Dataset records —
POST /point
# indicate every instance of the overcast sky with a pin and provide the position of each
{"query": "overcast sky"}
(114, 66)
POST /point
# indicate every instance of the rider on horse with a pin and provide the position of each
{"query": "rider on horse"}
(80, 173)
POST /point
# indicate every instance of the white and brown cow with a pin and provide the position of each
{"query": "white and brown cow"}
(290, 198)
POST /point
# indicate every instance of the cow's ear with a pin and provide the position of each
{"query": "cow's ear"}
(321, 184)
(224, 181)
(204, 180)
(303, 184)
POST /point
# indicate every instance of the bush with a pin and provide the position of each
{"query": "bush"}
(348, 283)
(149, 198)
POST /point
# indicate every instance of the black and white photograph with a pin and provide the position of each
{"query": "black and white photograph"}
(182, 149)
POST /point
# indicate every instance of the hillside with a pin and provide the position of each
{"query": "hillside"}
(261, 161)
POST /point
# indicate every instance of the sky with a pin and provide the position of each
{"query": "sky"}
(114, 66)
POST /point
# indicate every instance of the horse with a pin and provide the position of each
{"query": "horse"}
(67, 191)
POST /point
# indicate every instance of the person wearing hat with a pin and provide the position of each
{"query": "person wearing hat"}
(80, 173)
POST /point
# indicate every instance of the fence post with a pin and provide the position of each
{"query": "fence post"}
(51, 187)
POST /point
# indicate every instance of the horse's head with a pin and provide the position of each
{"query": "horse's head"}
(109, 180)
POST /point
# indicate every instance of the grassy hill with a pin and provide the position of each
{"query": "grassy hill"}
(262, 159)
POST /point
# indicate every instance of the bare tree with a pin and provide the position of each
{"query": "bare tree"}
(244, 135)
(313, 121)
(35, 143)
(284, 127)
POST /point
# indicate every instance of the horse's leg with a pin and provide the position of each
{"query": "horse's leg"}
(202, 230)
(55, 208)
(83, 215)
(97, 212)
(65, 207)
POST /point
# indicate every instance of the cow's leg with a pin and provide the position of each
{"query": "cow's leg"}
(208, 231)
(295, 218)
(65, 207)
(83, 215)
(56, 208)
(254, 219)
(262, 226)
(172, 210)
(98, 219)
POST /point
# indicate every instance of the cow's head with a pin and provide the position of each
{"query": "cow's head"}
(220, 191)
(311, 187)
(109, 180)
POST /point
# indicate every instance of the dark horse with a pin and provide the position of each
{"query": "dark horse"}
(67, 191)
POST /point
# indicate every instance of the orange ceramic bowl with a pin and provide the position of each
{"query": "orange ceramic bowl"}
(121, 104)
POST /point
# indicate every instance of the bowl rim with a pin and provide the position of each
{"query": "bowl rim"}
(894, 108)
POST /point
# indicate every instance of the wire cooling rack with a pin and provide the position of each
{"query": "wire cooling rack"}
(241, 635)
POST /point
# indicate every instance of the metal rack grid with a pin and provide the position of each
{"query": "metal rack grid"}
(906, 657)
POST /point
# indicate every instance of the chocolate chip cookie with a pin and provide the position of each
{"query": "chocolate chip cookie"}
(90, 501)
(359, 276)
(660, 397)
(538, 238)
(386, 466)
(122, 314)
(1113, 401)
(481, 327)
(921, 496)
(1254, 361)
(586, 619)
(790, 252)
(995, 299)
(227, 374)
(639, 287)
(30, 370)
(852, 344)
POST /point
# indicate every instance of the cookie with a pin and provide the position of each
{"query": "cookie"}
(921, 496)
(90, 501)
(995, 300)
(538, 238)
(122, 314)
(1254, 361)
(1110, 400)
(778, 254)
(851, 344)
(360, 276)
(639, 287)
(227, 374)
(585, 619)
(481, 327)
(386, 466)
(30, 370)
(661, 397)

Work to do — Write out all of the records above exactly as they appear.

Exercise output —
POST /point
# indicate every instance of the overcast sky with a pin and provide the position of each
{"query": "overcast sky"}
(114, 66)
POST /point
# indicate every instance of the rider on horse with a pin and provide the position of each
{"query": "rider on horse"}
(80, 173)
POST /point
# indicate every instance of the white and brown cow with a pin and provide the position of each
{"query": "white and brown cow"}
(290, 198)
POST /point
# indicate every instance of the cow's ear with a pin and provide the position of each
{"query": "cow's ear"}
(321, 184)
(224, 181)
(204, 180)
(303, 184)
POST /point
# indicate every instance of the bush with a pin and provide the position of each
{"query": "bush"}
(348, 283)
(149, 198)
POST /point
# indicate every instance of the black and white photograph with a pin and provide the position of each
{"query": "black and white photograph"}
(182, 149)
POST /point
# indicate every instance of the hillside with a pin and provide the position of each
{"query": "hillside"}
(261, 161)
POST /point
# indicate every instance of the sky with a pin and provide the position of each
{"query": "sky"}
(114, 66)
POST /point
# indicate every instance of the horse with a pin and provide the position of each
{"query": "horse"}
(67, 191)
POST /point
# indicate every instance of the person wearing hat with a pin and provide the position of each
{"query": "person wearing hat"}
(80, 173)
POST /point
# indicate every instance of the fence post with a pin and provide the position of each
{"query": "fence post"}
(51, 187)
POST /point
# indicate every instance of the horse's head with a pin and provide the position of each
{"query": "horse's head"}
(109, 180)
POST /point
# indicate every instance of the grassy hill with a pin and provide the position of each
{"query": "grassy hill"}
(262, 159)
POST /point
# indicate every instance of the bare tree with a pin and provide the position of each
{"query": "bare tree"}
(244, 135)
(313, 121)
(35, 143)
(284, 127)
POST /point
# indicate every instance of the horse's leg with a pin and provide the position of each
{"query": "horse's leg"}
(202, 230)
(55, 208)
(83, 215)
(97, 212)
(65, 207)
POST /point
# indicate every instance of the cow's leg with a pin and provide the position of each
{"query": "cow's leg"}
(208, 231)
(295, 218)
(65, 207)
(83, 215)
(56, 208)
(254, 219)
(262, 226)
(172, 210)
(98, 219)
POST /point
# indicate every instance of the cow's head with a pin and provide the position of each
{"query": "cow's head"}
(220, 191)
(311, 187)
(109, 180)
POST /point
# indicate every instance of the dark horse with a pin and provide the position of each
{"query": "dark horse"}
(67, 191)
POST /point
# indicate every instance of the orange ceramic bowl with a pin and provide the position of each
{"query": "orange ceramic bowl"}
(121, 104)
POST /point
# indicate every instance of the bowl rim with a pin and provide the position of each
{"query": "bowl rim"}
(894, 108)
POST /point
# indicate every instance of the wire cooling rack with a pin and provide the position of each
{"query": "wire cooling rack"}
(241, 635)
POST /point
# indicate every instance of the metal rack grid with a pin and provide the position of each
{"query": "metal rack grid"}
(906, 657)
POST /point
# indicate every instance of the chocolate chip cookie with a pin and provide the position of each
{"query": "chocolate chip cookie"}
(90, 501)
(359, 276)
(660, 397)
(538, 238)
(386, 466)
(122, 314)
(1113, 401)
(481, 327)
(921, 496)
(1254, 361)
(586, 619)
(790, 252)
(995, 299)
(227, 374)
(639, 287)
(30, 370)
(852, 344)
POST /point
# indicate every instance of the cookie with a pin and provide the position of each
{"query": "cookie"}
(921, 496)
(90, 501)
(995, 300)
(538, 238)
(122, 314)
(1254, 361)
(1110, 400)
(778, 254)
(851, 344)
(360, 276)
(639, 287)
(227, 374)
(585, 619)
(481, 327)
(386, 466)
(30, 370)
(661, 397)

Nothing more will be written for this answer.